Tugas yang Dikerjakan:
1. Dalam teks tentang hakikat kematian, pandangan kelompok mana yang menganggap kematian manusia seperti kematian hewan?
2. Salin bagian teks tentang hakikat kematian mulai dari "Dalam kitab Dzikr" sampai dengan "di hati Pengumpulan.".

Teks yang Diberikan:
-=-=-

Dalam kitab Dzikr Al-Maut, Ihya Ulumuddin, Imam Al-Ghazali mengungkapkan, "Ketahuilah bahwa manusia memendam gagasan yang lancang dan keluru tentang hakikat kematian. Sebagian orang mengira kematian sebagai kesirnaan atau kelenyapan. Dianggap tidak.ada kebangkitan atau pengumpulan, juga tidak ada pembalasan atas kebaikan ataupun kejahatan. Kematian manusia dianggap seperti kematian hewan dan atau seperti keringnya daun atau tanaman. Ini adalah pandangan kaum ateis (al-Mulhidin) dan mereka tidak beriman kepada Allah dan Hari Akhir.
Ada juga kelompok yang berpendapat bahwa
manusia yang mati itu akan sirna sehingga selama tinggal di dalam kubur dia
tidak menderita siksaan ataupun menikmati pahala suatu amal baik sampai dia
dibangkitkan kembali di hati Pengumpulan.

-=-=-

Data yang Ditampilkan:
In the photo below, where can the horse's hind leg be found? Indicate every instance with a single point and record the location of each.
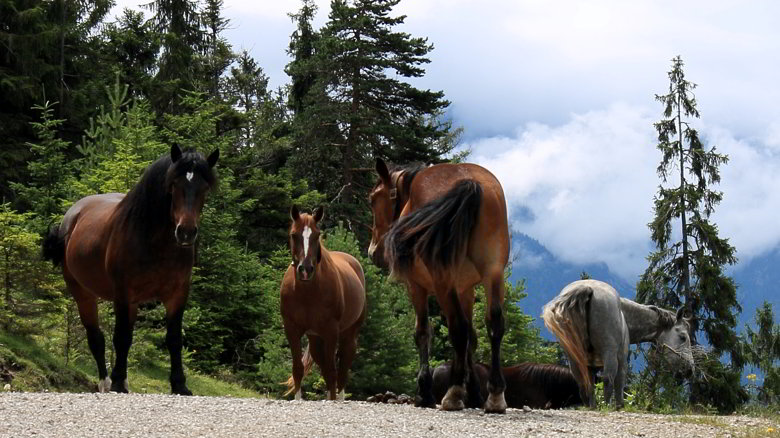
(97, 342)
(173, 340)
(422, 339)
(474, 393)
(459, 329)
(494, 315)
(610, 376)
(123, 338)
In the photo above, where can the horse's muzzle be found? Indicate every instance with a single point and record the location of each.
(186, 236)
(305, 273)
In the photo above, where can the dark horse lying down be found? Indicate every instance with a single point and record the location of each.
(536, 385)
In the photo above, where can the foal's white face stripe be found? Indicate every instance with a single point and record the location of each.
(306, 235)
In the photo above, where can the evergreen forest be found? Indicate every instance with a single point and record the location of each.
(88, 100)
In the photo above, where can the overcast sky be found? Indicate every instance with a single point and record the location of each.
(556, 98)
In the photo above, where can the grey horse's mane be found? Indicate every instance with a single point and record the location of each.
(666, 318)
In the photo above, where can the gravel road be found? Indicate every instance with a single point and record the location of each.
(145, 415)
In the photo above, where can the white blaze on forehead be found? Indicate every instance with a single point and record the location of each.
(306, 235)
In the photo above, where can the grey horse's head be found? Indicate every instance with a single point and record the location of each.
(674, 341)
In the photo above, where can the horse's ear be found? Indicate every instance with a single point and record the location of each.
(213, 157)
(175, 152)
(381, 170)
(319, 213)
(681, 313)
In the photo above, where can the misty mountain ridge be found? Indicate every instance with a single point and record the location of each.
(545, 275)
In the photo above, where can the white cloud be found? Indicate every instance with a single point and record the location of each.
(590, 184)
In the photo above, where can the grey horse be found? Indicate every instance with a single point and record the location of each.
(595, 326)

-=-=-

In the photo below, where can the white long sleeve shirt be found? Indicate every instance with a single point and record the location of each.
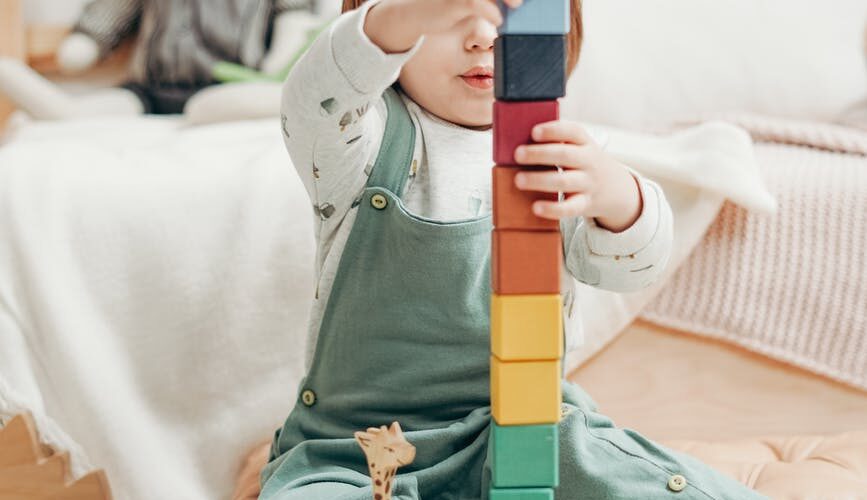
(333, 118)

-=-=-

Penyelesaian Tugas:
1. Itu pandangan kaum ateis (al-Mulhidin).

2.
Dalam kitab Dzikr Al-Maut, Ihya Ulumuddin, Imam Al-Ghazali mengungkapkan, "Ketahuilah bahwa manusia memendam gagasan yang lancang dan keluru tentang hakikat kematian. Sebagian orang mengira kematian sebagai kesirnaan atau kelenyapan. Dianggap tidak.ada kebangkitan atau pengumpulan, juga tidak ada pembalasan atas kebaikan ataupun kejahatan. Kematian manusia dianggap seperti kematian hewan dan atau seperti keringnya daun atau tanaman. Ini adalah pandangan kaum ateis (al-Mulhidin) dan mereka tidak beriman kepada Allah dan Hari Akhir.
Ada juga kelompok yang berpendapat bahwa
manusia yang mati itu akan sirna sehingga selama tinggal di dalam kubur dia
tidak menderita siksaan ataupun menikmati pahala suatu amal baik sampai dia
dibangkitkan kembali di hati Pengumpulan.